* **Problem details**: Retype every entry below without altering anything.

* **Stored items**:

----------------------------------------

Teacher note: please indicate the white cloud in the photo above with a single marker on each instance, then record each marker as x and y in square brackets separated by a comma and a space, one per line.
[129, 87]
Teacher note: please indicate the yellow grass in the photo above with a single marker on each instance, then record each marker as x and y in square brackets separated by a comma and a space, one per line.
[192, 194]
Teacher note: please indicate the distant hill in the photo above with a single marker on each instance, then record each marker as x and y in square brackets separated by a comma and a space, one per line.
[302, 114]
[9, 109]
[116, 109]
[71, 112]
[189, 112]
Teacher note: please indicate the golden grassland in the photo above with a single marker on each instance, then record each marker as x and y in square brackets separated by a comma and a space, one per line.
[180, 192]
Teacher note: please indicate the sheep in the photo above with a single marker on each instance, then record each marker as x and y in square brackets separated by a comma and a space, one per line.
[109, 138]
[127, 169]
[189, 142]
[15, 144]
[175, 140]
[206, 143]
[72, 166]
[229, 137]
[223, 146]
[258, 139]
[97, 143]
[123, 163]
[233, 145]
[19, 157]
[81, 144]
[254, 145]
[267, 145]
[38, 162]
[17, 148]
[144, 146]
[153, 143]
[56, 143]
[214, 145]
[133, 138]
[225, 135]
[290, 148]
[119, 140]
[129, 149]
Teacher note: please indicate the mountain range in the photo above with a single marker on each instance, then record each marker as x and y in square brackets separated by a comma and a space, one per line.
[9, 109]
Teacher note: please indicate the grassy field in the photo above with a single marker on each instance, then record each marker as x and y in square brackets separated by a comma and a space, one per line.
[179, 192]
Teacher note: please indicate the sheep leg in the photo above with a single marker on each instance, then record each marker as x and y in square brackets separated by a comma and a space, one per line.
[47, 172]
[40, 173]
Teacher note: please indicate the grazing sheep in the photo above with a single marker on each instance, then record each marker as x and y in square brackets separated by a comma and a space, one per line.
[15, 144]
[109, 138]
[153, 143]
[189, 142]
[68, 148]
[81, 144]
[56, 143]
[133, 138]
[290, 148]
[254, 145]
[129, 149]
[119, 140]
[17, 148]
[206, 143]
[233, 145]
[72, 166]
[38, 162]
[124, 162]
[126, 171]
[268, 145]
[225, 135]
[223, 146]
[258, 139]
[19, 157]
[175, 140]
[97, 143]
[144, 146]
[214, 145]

----------------------------------------

* **Written response**:
Teacher note: please indicate the white cloud in the photo above with a single marker on each instance, then record each marker as x and y in square brackets separated by a comma and a space, one per line.
[129, 87]
Teacher note: please indicate the yellow grass in the photo above with a single marker on each instance, then record each marker as x and y in square brackets separated by a comma and a space, one per line.
[192, 194]
Teacher note: please indicate the distant hill in the photo above with a single marker on each instance, then record each marker as x and y in square brackets separated by a comma and a space, one per line.
[302, 114]
[9, 109]
[116, 109]
[71, 112]
[189, 112]
Teacher note: please indicate the golden grassland in the photo above with a single marker on each instance, then record each marker as x and y in square brackets separated by a comma and a space, one per line.
[180, 192]
Teacher note: please indicate the sheep in the photo above with a single marker on each instance, then record each marker as x and y in square brackets separated by a comma and a space, one per line.
[109, 138]
[127, 169]
[189, 142]
[15, 144]
[175, 140]
[206, 143]
[72, 166]
[229, 137]
[223, 146]
[258, 139]
[97, 143]
[123, 163]
[233, 145]
[19, 157]
[81, 144]
[254, 145]
[267, 145]
[38, 162]
[17, 148]
[144, 146]
[153, 143]
[56, 143]
[214, 145]
[133, 138]
[225, 135]
[290, 148]
[119, 140]
[129, 149]
Teacher note: please indicate the mountain range in the photo above with a single marker on each instance, then record each marker as x and y in square brackets separated by a comma and a space, one per line.
[9, 109]
Teacher note: please indicate the grassy field in the photo above with a single marker on each instance, then record each marker as x and y in square brackets separated by a comma and a space, one per line.
[179, 192]
Teacher note: please indicate the sheep leg in the photo above with a single marker on each instance, then record each marker as x and y in square brackets separated by a comma and a space, one per line.
[47, 172]
[40, 173]
Teacher note: please indicate the grazing sheep in the photo above with a single marker on each instance, then record each marker as x and y in square brackets separated by a comma and a space, one per line.
[15, 144]
[109, 138]
[153, 143]
[189, 142]
[68, 148]
[81, 144]
[56, 143]
[133, 138]
[290, 148]
[254, 145]
[129, 149]
[119, 140]
[17, 148]
[206, 143]
[233, 145]
[72, 166]
[38, 162]
[124, 162]
[126, 171]
[268, 145]
[225, 135]
[223, 146]
[258, 139]
[19, 157]
[175, 140]
[97, 143]
[144, 146]
[214, 145]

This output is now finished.